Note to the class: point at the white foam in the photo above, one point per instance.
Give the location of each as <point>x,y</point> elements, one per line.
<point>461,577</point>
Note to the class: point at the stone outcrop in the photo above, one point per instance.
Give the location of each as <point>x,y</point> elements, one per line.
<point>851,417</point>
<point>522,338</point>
==================================================
* _EXERCISE BRIEF_
Copy each line of the data above exactly as it appears.

* _SOLUTION FOR THIS PROBLEM_
Note to the class: point at the white foam in the photo above, one point per instance.
Give the location of each as <point>x,y</point> elements, one per line.
<point>461,577</point>
Note to the class: point at the stone outcrop in the photo above, one point per instance.
Give the location of each as <point>x,y</point> elements, one per line.
<point>851,417</point>
<point>522,338</point>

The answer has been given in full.